Copy word for word, please, the lines of the entries below running from the one containing "column in the photo above." to the one containing "lamp post in the photo above.", both ends included.

--------------------------------

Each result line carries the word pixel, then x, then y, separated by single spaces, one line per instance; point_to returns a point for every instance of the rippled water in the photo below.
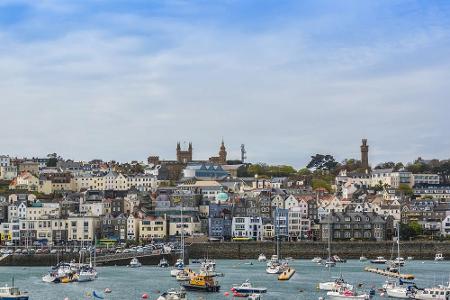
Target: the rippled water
pixel 128 283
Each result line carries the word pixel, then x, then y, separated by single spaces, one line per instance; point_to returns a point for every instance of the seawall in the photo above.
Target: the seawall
pixel 251 250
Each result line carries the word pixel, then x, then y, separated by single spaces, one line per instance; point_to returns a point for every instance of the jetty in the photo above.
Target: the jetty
pixel 287 274
pixel 388 273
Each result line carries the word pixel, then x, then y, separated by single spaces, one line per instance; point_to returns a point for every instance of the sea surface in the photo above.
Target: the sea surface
pixel 127 283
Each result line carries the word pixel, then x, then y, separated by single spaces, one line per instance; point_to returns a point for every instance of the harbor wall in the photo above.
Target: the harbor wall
pixel 251 250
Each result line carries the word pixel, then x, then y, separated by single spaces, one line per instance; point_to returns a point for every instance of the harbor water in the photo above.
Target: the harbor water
pixel 132 283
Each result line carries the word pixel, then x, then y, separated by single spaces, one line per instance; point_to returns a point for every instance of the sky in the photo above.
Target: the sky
pixel 126 79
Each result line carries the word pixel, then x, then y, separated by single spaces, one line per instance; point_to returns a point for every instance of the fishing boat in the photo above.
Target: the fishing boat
pixel 202 282
pixel 439 257
pixel 379 260
pixel 400 289
pixel 173 294
pixel 247 288
pixel 135 263
pixel 335 285
pixel 12 293
pixel 317 260
pixel 439 292
pixel 179 264
pixel 262 258
pixel 163 263
pixel 344 294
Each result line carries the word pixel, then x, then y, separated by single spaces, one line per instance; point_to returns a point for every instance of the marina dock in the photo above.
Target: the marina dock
pixel 389 274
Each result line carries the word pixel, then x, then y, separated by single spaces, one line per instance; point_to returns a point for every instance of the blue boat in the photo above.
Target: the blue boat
pixel 12 293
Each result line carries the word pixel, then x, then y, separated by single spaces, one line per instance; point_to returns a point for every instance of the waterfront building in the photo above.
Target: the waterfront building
pixel 247 227
pixel 152 227
pixel 359 226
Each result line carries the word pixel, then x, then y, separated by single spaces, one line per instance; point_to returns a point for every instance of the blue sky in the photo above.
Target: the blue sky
pixel 126 79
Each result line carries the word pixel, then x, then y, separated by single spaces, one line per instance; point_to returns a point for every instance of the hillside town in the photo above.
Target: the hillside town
pixel 57 201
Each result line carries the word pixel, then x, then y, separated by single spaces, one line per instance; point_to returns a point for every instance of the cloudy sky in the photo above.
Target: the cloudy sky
pixel 126 79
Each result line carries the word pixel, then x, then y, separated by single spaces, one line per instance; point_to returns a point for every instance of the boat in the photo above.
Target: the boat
pixel 329 262
pixel 262 257
pixel 398 289
pixel 202 282
pixel 343 294
pixel 317 260
pixel 135 263
pixel 335 285
pixel 183 276
pixel 439 292
pixel 248 288
pixel 173 294
pixel 379 260
pixel 337 259
pixel 163 263
pixel 439 257
pixel 12 293
pixel 179 264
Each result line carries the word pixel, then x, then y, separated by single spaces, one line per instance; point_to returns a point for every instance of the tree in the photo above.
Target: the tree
pixel 322 162
pixel 319 183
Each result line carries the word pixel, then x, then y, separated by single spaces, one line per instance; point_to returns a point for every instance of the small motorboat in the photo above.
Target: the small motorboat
pixel 248 288
pixel 343 294
pixel 254 297
pixel 203 283
pixel 173 294
pixel 335 285
pixel 337 259
pixel 317 260
pixel 439 257
pixel 379 260
pixel 163 263
pixel 439 292
pixel 12 293
pixel 135 263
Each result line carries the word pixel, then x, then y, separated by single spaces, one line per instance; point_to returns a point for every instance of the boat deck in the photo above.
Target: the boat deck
pixel 389 274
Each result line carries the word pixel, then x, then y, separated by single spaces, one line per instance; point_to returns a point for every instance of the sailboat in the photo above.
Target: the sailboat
pixel 400 289
pixel 329 262
pixel 179 265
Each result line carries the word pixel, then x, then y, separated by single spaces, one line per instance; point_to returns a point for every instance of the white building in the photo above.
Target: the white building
pixel 247 227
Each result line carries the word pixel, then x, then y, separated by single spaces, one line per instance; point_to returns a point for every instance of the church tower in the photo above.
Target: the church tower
pixel 364 154
pixel 223 153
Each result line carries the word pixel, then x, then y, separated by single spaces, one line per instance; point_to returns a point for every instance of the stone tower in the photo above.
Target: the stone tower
pixel 364 155
pixel 222 154
pixel 184 156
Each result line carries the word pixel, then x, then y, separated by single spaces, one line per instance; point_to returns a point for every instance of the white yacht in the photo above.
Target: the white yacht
pixel 335 285
pixel 262 257
pixel 344 294
pixel 317 260
pixel 439 257
pixel 135 263
pixel 437 293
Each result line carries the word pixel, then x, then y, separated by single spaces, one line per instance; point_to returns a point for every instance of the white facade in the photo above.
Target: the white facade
pixel 247 227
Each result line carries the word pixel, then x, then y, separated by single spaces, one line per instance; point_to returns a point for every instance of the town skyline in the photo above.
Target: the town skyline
pixel 293 79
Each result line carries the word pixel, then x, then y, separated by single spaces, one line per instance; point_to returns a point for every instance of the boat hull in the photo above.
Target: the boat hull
pixel 210 289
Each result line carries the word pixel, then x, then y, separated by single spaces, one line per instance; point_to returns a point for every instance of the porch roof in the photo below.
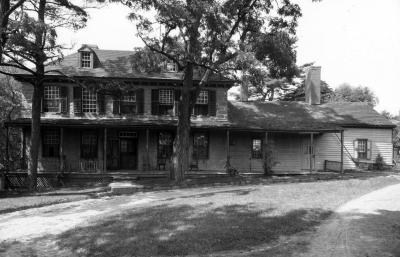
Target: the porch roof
pixel 302 116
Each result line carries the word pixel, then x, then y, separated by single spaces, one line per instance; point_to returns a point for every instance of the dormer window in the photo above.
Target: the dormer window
pixel 85 60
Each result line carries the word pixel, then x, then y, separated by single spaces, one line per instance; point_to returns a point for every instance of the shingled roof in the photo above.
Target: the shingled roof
pixel 299 116
pixel 270 116
pixel 115 64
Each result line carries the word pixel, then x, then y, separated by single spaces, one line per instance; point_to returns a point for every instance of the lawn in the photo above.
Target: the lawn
pixel 26 201
pixel 251 220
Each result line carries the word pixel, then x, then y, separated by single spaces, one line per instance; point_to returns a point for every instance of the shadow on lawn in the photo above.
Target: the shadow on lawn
pixel 182 230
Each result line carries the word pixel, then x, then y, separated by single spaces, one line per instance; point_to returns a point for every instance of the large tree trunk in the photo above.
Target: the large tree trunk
pixel 182 140
pixel 4 8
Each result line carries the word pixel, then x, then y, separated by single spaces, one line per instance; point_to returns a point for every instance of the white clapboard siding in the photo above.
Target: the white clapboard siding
pixel 287 153
pixel 328 146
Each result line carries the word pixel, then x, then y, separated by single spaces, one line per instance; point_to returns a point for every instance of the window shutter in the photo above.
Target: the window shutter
pixel 177 95
pixel 101 103
pixel 116 104
pixel 77 100
pixel 140 101
pixel 355 144
pixel 154 101
pixel 42 106
pixel 64 99
pixel 369 150
pixel 212 103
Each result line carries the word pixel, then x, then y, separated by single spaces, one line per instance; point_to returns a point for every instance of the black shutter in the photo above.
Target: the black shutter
pixel 116 104
pixel 212 103
pixel 101 103
pixel 154 101
pixel 77 100
pixel 140 101
pixel 64 100
pixel 177 95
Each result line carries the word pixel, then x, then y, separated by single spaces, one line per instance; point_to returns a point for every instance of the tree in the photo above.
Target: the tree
pixel 34 43
pixel 348 93
pixel 7 10
pixel 206 36
pixel 10 104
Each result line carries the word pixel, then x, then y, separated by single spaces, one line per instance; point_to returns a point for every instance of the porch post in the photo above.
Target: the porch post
pixel 228 157
pixel 147 165
pixel 61 149
pixel 341 150
pixel 7 150
pixel 311 151
pixel 23 148
pixel 265 157
pixel 105 150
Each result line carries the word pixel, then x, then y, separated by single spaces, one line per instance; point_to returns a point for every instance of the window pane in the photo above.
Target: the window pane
pixel 202 98
pixel 256 151
pixel 85 59
pixel 165 145
pixel 89 144
pixel 89 100
pixel 51 99
pixel 166 96
pixel 200 146
pixel 51 143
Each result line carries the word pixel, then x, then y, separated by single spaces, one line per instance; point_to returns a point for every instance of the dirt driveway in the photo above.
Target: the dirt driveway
pixel 253 220
pixel 365 227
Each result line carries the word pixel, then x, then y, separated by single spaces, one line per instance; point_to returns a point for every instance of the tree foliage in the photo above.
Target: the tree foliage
pixel 348 93
pixel 204 37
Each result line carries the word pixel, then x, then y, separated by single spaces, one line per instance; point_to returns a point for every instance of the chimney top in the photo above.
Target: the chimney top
pixel 90 46
pixel 313 85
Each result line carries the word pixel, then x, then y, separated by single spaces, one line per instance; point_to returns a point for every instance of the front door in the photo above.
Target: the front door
pixel 128 153
pixel 308 155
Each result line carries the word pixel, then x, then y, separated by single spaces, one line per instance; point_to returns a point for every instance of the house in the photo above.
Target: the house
pixel 122 121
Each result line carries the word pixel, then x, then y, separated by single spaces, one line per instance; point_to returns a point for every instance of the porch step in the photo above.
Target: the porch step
pixel 124 187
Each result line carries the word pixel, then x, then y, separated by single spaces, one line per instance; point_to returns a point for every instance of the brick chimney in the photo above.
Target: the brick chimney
pixel 313 85
pixel 244 92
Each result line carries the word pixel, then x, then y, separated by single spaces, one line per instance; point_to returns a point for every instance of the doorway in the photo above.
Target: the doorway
pixel 128 153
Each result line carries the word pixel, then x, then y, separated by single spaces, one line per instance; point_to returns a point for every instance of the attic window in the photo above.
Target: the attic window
pixel 85 60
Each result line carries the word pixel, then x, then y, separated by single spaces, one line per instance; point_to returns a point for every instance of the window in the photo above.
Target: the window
pixel 51 99
pixel 362 148
pixel 201 107
pixel 89 101
pixel 128 104
pixel 51 143
pixel 166 96
pixel 166 101
pixel 165 145
pixel 256 148
pixel 89 145
pixel 172 67
pixel 200 146
pixel 202 98
pixel 85 59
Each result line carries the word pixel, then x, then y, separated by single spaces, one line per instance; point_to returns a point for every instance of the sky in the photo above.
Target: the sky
pixel 354 41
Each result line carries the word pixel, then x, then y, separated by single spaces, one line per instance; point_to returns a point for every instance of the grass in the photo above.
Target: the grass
pixel 251 220
pixel 27 201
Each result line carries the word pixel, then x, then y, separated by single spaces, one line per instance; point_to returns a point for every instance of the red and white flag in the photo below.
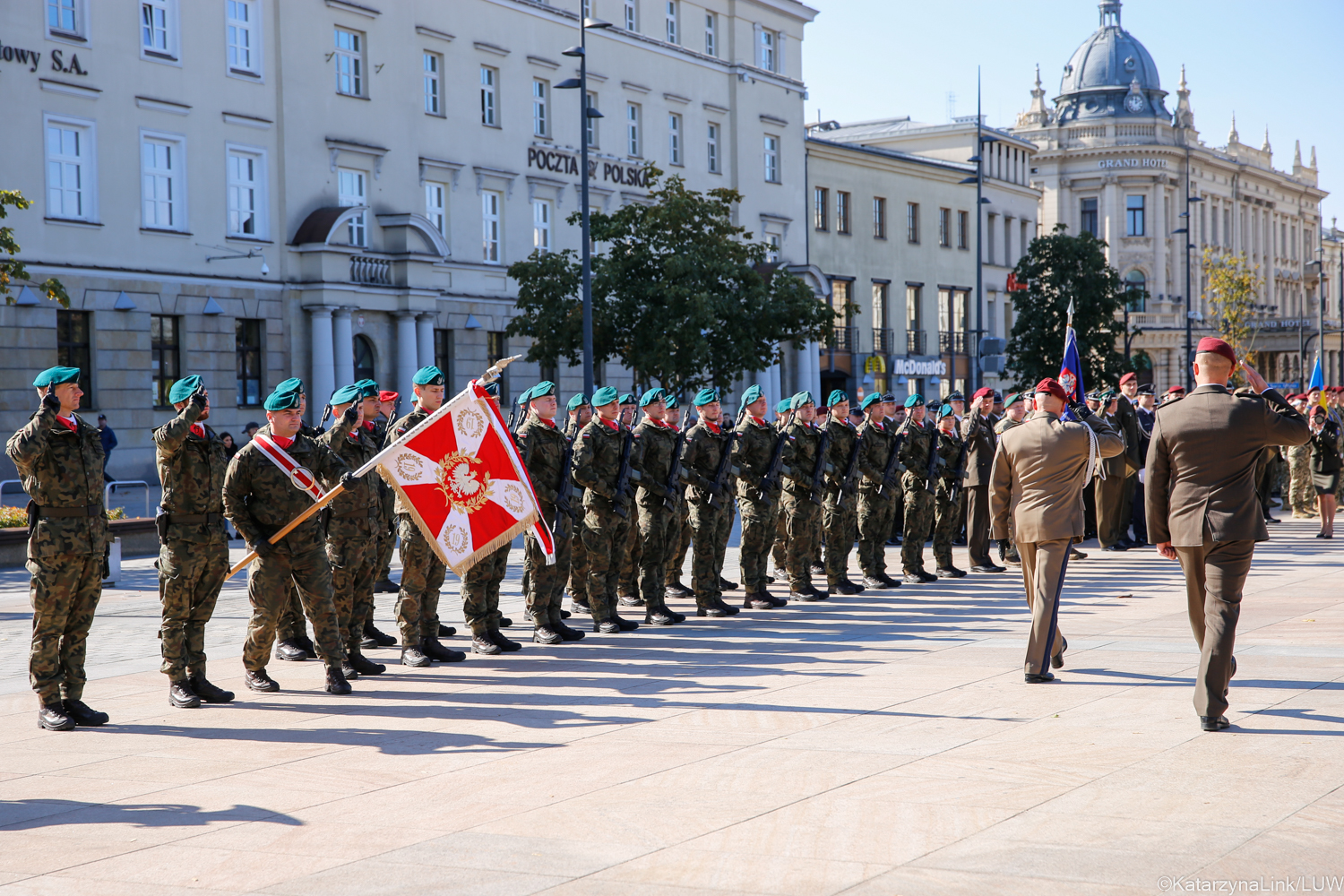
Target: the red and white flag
pixel 460 477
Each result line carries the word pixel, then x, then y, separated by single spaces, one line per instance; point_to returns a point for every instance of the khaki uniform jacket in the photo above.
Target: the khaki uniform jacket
pixel 1039 476
pixel 1201 474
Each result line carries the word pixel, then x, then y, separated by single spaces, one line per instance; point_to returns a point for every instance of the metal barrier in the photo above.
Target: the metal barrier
pixel 107 492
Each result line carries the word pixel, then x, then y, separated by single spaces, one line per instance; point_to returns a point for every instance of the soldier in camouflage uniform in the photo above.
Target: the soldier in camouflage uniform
pixel 801 512
pixel 354 520
pixel 422 571
pixel 261 498
pixel 752 454
pixel 706 445
pixel 916 447
pixel 546 452
pixel 59 460
pixel 876 501
pixel 658 505
pixel 951 452
pixel 194 554
pixel 597 468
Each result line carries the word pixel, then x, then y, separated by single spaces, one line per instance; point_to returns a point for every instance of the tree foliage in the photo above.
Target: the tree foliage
pixel 13 269
pixel 1058 269
pixel 680 293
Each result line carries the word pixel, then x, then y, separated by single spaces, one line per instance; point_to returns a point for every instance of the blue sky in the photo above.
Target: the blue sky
pixel 1271 64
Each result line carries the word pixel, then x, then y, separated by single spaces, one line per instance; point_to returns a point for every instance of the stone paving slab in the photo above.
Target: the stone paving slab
pixel 871 745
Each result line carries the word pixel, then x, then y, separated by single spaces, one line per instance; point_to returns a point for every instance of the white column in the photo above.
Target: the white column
pixel 324 371
pixel 406 357
pixel 343 343
pixel 425 340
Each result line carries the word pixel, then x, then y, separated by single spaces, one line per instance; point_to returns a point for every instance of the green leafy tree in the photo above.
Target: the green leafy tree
pixel 13 269
pixel 1058 269
pixel 680 293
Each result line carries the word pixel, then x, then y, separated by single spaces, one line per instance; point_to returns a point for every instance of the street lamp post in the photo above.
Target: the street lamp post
pixel 585 115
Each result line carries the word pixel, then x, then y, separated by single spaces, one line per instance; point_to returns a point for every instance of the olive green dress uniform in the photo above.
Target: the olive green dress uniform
pixel 194 555
pixel 67 547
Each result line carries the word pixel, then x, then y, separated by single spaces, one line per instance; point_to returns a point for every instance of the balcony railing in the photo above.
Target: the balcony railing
pixel 370 271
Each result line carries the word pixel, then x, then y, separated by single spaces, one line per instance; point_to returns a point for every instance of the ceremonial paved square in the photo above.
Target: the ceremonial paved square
pixel 876 745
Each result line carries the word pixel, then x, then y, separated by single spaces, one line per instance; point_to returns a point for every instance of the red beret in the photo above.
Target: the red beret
pixel 1051 386
pixel 1217 347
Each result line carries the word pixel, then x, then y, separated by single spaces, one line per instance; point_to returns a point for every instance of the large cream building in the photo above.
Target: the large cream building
pixel 1112 159
pixel 253 190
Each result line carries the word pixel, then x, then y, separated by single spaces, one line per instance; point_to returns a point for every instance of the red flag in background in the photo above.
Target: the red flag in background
pixel 461 479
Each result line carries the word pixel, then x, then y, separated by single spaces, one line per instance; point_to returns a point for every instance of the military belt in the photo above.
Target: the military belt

--------------------------------

#### Finished exercise
Each result line carries the word pixel, then x, then y, separated by single spaces, one line per instance; point_to returns a point for every instance of the white column in the photo above.
Target: the white column
pixel 324 371
pixel 406 357
pixel 343 343
pixel 425 340
Each result line carries the word pixel, then x, then y, separated by single spaces, one line per instance; point_to returns a point for every instance of the green leafy tree in the photo above.
Target: the green leafy tree
pixel 13 269
pixel 1058 269
pixel 680 293
Each result line carries the word pixel, then x, then y, separated by single spaces, one line per instance; point_to returns a point for every instance of the street lamp post in the photo above.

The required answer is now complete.